##### Task input

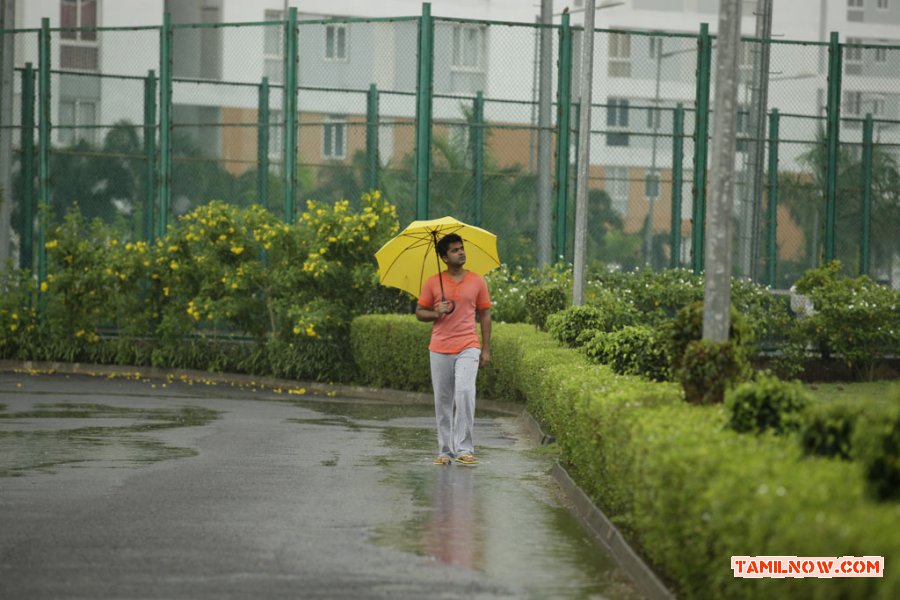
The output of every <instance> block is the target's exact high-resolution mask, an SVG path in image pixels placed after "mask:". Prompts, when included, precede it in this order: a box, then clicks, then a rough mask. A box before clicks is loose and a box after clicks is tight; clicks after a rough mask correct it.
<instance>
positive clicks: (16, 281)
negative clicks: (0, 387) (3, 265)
mask: <svg viewBox="0 0 900 600" xmlns="http://www.w3.org/2000/svg"><path fill="white" fill-rule="evenodd" d="M0 289H2V290H3V293H2V294H0V358H15V359H20V360H27V359H29V358H32V357H33V356H34V351H35V349H36V342H37V340H36V336H35V333H36V329H37V310H36V308H35V307H34V299H35V296H36V293H37V285H36V281H35V278H34V277H32V276H31V273H30V272H29V271H23V270H19V269H13V268H12V266H9V267H7V268H6V269H0Z"/></svg>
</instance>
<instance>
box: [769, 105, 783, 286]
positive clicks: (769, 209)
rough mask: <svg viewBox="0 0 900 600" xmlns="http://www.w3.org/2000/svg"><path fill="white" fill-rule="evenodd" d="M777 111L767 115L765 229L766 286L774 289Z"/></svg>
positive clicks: (777, 263) (777, 126)
mask: <svg viewBox="0 0 900 600" xmlns="http://www.w3.org/2000/svg"><path fill="white" fill-rule="evenodd" d="M779 119H780V117H779V114H778V109H777V108H776V109H773V110H772V112H771V113H769V193H768V200H767V215H766V217H767V227H766V258H767V259H768V260H767V262H766V285H768V286H769V287H771V288H774V287H775V286H776V285H777V284H778V281H777V280H776V270H777V268H778V237H777V233H778V137H779V133H778V124H779Z"/></svg>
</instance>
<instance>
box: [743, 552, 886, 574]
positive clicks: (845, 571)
mask: <svg viewBox="0 0 900 600" xmlns="http://www.w3.org/2000/svg"><path fill="white" fill-rule="evenodd" d="M731 568H732V570H733V571H734V576H735V577H748V578H763V577H884V557H883V556H732V557H731Z"/></svg>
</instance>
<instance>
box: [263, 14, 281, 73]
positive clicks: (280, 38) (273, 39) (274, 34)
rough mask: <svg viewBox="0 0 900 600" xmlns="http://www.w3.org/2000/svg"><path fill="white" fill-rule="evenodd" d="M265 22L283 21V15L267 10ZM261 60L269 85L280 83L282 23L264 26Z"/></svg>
mask: <svg viewBox="0 0 900 600" xmlns="http://www.w3.org/2000/svg"><path fill="white" fill-rule="evenodd" d="M265 20H266V21H267V22H272V21H284V13H283V12H281V11H280V10H267V11H266V12H265ZM263 60H264V61H265V65H264V71H265V73H264V74H265V76H266V77H268V78H269V82H270V83H281V82H282V81H283V80H284V23H279V24H278V25H266V26H265V28H264V33H263Z"/></svg>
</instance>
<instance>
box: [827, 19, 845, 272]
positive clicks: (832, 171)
mask: <svg viewBox="0 0 900 600" xmlns="http://www.w3.org/2000/svg"><path fill="white" fill-rule="evenodd" d="M841 69H842V58H841V45H840V43H839V42H838V34H837V32H834V31H833V32H831V40H830V43H829V44H828V106H827V109H826V117H827V127H828V131H827V133H826V140H827V145H828V148H827V150H828V164H827V165H826V168H825V262H826V263H830V262H831V261H832V260H834V241H835V240H834V236H835V220H836V211H835V209H836V205H837V175H838V173H837V170H838V151H839V147H840V146H839V144H840V131H841Z"/></svg>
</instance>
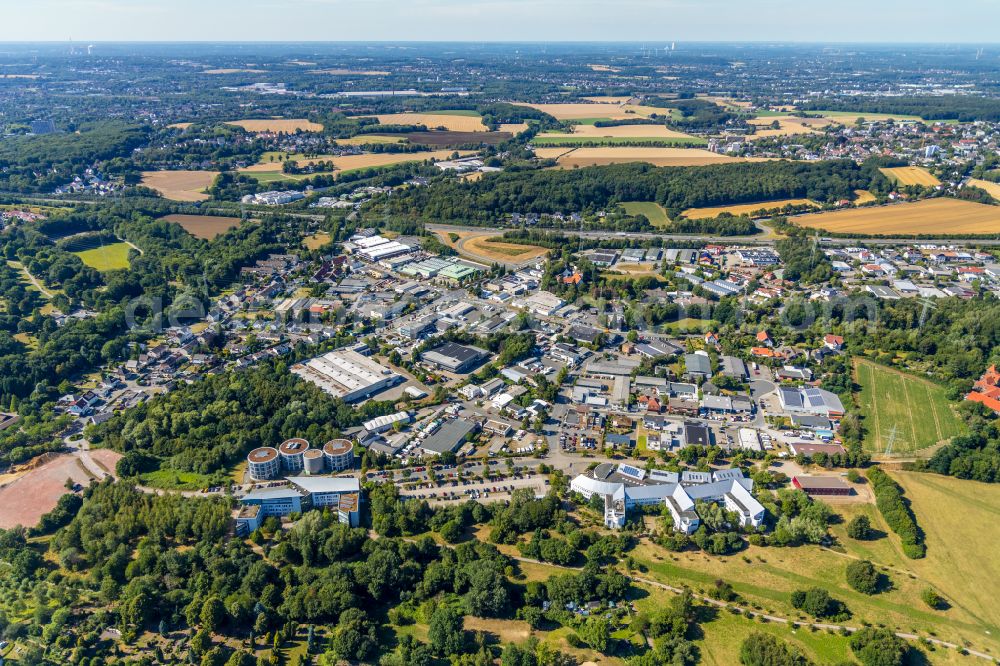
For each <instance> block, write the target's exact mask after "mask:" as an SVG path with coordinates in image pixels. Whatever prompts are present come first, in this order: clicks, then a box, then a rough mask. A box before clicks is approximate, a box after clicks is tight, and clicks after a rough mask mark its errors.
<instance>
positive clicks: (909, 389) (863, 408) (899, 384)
mask: <svg viewBox="0 0 1000 666" xmlns="http://www.w3.org/2000/svg"><path fill="white" fill-rule="evenodd" d="M854 373H855V378H856V381H857V383H858V384H859V385H860V386H861V391H860V392H859V393H858V394H857V400H858V404H859V405H860V406H861V415H862V416H863V417H864V420H865V430H866V434H865V448H866V449H867V450H869V451H872V452H874V453H878V454H885V453H886V451H887V449H888V450H889V453H891V454H908V453H914V452H916V451H920V450H921V449H926V448H928V447H930V446H934V445H936V444H938V443H939V442H942V441H944V440H947V439H950V438H951V437H954V436H955V435H958V434H961V433H962V432H964V431H965V426H964V425H963V423H962V421H961V420H960V419H959V418H958V416H957V414H956V413H955V411H954V409H952V407H951V404H950V403H949V402H948V399H947V397H946V396H945V389H944V388H943V387H941V386H938V385H937V384H934V383H932V382H930V381H927V380H926V379H922V378H920V377H916V376H914V375H908V374H906V373H903V372H900V371H898V370H894V369H892V368H888V367H885V366H883V365H879V364H877V363H873V362H872V361H867V360H864V359H855V361H854ZM890 445H891V446H890Z"/></svg>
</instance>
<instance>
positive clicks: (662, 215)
mask: <svg viewBox="0 0 1000 666" xmlns="http://www.w3.org/2000/svg"><path fill="white" fill-rule="evenodd" d="M622 208H624V209H625V212H626V213H628V214H629V215H645V216H646V219H647V220H649V223H650V224H652V225H653V226H654V227H658V228H664V227H669V226H670V218H669V217H667V211H665V210H663V206H661V205H660V204H658V203H656V202H654V201H626V202H624V203H622Z"/></svg>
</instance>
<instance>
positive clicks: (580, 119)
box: [515, 97, 670, 129]
mask: <svg viewBox="0 0 1000 666" xmlns="http://www.w3.org/2000/svg"><path fill="white" fill-rule="evenodd" d="M603 99H623V98H614V97H607V98H603ZM626 101H627V100H626ZM515 104H516V105H517V106H530V107H531V108H532V109H538V110H539V111H541V112H542V113H547V114H549V115H550V116H552V117H553V118H555V119H556V120H581V119H583V118H607V119H609V120H628V119H629V118H636V117H641V118H648V117H649V116H651V115H653V114H657V115H661V116H666V115H669V114H670V109H667V108H658V107H655V106H642V105H638V104H612V103H608V102H594V103H592V104H587V103H585V102H572V103H565V104H527V103H525V102H515ZM605 129H607V128H605Z"/></svg>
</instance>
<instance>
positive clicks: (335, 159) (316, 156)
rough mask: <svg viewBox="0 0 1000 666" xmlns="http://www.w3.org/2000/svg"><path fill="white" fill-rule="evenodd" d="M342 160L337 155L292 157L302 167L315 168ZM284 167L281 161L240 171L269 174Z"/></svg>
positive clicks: (278, 160) (241, 170)
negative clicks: (320, 163)
mask: <svg viewBox="0 0 1000 666" xmlns="http://www.w3.org/2000/svg"><path fill="white" fill-rule="evenodd" d="M338 159H341V158H340V157H338V156H337V155H317V156H316V157H309V158H304V157H300V156H297V155H292V156H291V157H290V160H291V161H293V162H295V163H296V164H298V165H299V166H300V167H307V166H313V165H314V164H316V163H318V162H331V161H333V160H338ZM283 166H284V162H282V161H281V160H280V159H276V160H274V161H273V162H271V161H267V162H264V161H261V162H259V163H257V164H254V165H253V166H248V167H246V168H244V169H240V171H243V172H246V173H268V172H280V171H281V170H282V168H283Z"/></svg>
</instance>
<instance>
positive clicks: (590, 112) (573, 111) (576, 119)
mask: <svg viewBox="0 0 1000 666" xmlns="http://www.w3.org/2000/svg"><path fill="white" fill-rule="evenodd" d="M518 106H530V107H531V108H533V109H538V110H539V111H541V112H542V113H547V114H549V115H550V116H552V117H553V118H555V119H556V120H580V119H581V118H611V119H613V120H623V119H625V118H628V117H629V116H628V115H626V114H625V112H624V111H622V110H621V107H620V106H619V105H617V104H597V103H594V104H585V103H583V102H576V103H567V104H520V103H519V104H518Z"/></svg>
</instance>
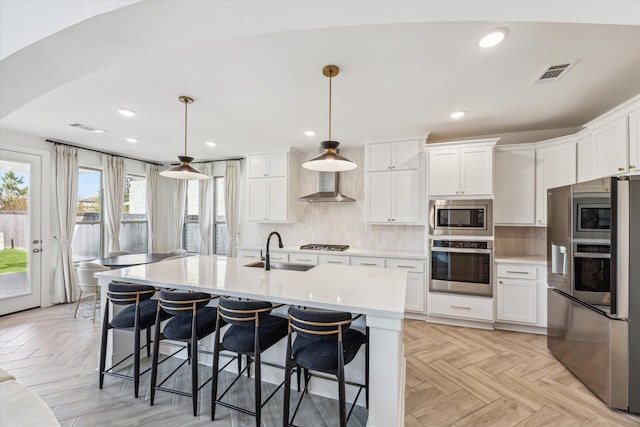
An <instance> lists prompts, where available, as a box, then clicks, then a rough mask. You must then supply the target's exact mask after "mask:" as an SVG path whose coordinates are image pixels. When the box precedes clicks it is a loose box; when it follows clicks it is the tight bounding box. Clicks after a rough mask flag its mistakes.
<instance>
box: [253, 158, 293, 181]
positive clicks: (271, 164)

##########

From the records above, repeat exactly the lines from the one with "positive clicks: (16, 281)" through the one with "positive clicks: (280, 38)", both included.

positive clicks: (16, 281)
negative clicks: (0, 387) (3, 265)
mask: <svg viewBox="0 0 900 600" xmlns="http://www.w3.org/2000/svg"><path fill="white" fill-rule="evenodd" d="M0 289H2V290H3V293H2V294H0V358H15V359H20V360H27V359H29V358H32V357H33V356H34V351H35V349H36V342H37V340H36V336H35V333H36V329H37V310H36V308H35V307H34V299H35V296H36V293H37V285H36V281H35V278H34V277H32V276H31V273H30V272H29V271H23V270H19V269H13V268H12V266H9V267H7V268H6V269H0Z"/></svg>
</instance>
<instance>
box: [769, 105, 783, 286]
positive clicks: (769, 209)
rough mask: <svg viewBox="0 0 900 600" xmlns="http://www.w3.org/2000/svg"><path fill="white" fill-rule="evenodd" d="M777 111L767 115L765 229L766 286L774 289Z"/></svg>
positive clicks: (777, 263) (777, 126)
mask: <svg viewBox="0 0 900 600" xmlns="http://www.w3.org/2000/svg"><path fill="white" fill-rule="evenodd" d="M779 119H780V117H779V114H778V109H777V108H776V109H773V110H772V112H771V113H769V193H768V200H767V215H766V217H767V227H766V258H767V259H768V260H767V262H766V285H768V286H769V287H771V288H774V287H775V286H776V285H777V284H778V281H777V280H776V270H777V268H778V237H777V233H778V137H779V133H778V124H779Z"/></svg>
</instance>
<instance>
box: [743, 552, 886, 574]
positive clicks: (845, 571)
mask: <svg viewBox="0 0 900 600" xmlns="http://www.w3.org/2000/svg"><path fill="white" fill-rule="evenodd" d="M731 568H732V570H733V571H734V576H735V577H748V578H763V577H884V557H883V556H732V557H731Z"/></svg>
</instance>
<instance>
box: [263, 14, 281, 73]
positive clicks: (280, 38) (273, 39) (274, 34)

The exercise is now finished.